Occasionally a teacher would take pity on us and shake their heads sadly, tell us how hard done by we were. One day our form teacher, Miss Griffiths said to us ‘This is so awful, nobody ever takes you anywhere, you never get to see anything, you live in this incredible city with all its wonderful museums and galleries and you never get to see any of it!’ She bought us all a Red Bus Rover each (a one day bus pass) and gave us the day off to explore our city and discover some culture. It was very sweet of her… and a bit naive I suppose. One of the ‘hard’ kids pointed out that we didn’t have any money to buy lunch and negotiated £2 spending money for everybody. I don’t know how many of the other kids used their Red Bus Rovers but my friends and I got the bus up west and went shop-lifting in Hamleys (not me, I was always too well behaved to steal anything) then we spent the afternoon up to all kinds of mischief in Hyde Park and elsewhere. It might not have been exactly what Miss Griffiths had intended but it was a lovely day out for us anyway and such a kindness and I’ve never forgotten it.

* Do this:
Answer these questions from the passage about Miss Griffiths:
1. What did Miss Griffiths buy for each pupil?
2. How much spending money was negotiated for everybody?
3. In which shop did the writer's friends go shop-lifting?

* Given information:
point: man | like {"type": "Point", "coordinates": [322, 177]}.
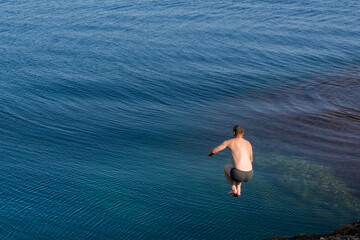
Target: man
{"type": "Point", "coordinates": [242, 158]}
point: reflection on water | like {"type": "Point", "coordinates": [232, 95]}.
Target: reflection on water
{"type": "Point", "coordinates": [107, 112]}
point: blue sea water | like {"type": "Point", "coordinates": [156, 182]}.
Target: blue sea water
{"type": "Point", "coordinates": [109, 108]}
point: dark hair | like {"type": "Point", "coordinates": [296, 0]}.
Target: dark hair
{"type": "Point", "coordinates": [239, 130]}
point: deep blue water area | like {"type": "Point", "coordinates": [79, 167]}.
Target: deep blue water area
{"type": "Point", "coordinates": [109, 108]}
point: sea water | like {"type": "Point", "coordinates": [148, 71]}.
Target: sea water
{"type": "Point", "coordinates": [109, 108]}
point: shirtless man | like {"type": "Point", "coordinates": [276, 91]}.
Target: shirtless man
{"type": "Point", "coordinates": [242, 157]}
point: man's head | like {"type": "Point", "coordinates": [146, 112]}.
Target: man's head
{"type": "Point", "coordinates": [238, 131]}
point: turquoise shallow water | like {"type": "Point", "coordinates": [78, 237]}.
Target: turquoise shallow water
{"type": "Point", "coordinates": [108, 111]}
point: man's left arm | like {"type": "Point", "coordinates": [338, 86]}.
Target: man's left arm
{"type": "Point", "coordinates": [218, 148]}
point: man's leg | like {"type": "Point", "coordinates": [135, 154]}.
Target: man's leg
{"type": "Point", "coordinates": [227, 169]}
{"type": "Point", "coordinates": [238, 188]}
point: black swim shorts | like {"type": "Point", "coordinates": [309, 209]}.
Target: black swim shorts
{"type": "Point", "coordinates": [240, 176]}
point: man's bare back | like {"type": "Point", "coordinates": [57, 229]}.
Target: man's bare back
{"type": "Point", "coordinates": [242, 158]}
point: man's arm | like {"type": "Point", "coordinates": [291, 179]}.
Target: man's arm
{"type": "Point", "coordinates": [218, 148]}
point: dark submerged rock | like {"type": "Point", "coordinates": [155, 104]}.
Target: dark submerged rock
{"type": "Point", "coordinates": [349, 231]}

* Task output:
1. A Red Bus Rover, a one-day bus pass.
2. £2.
3. Hamleys.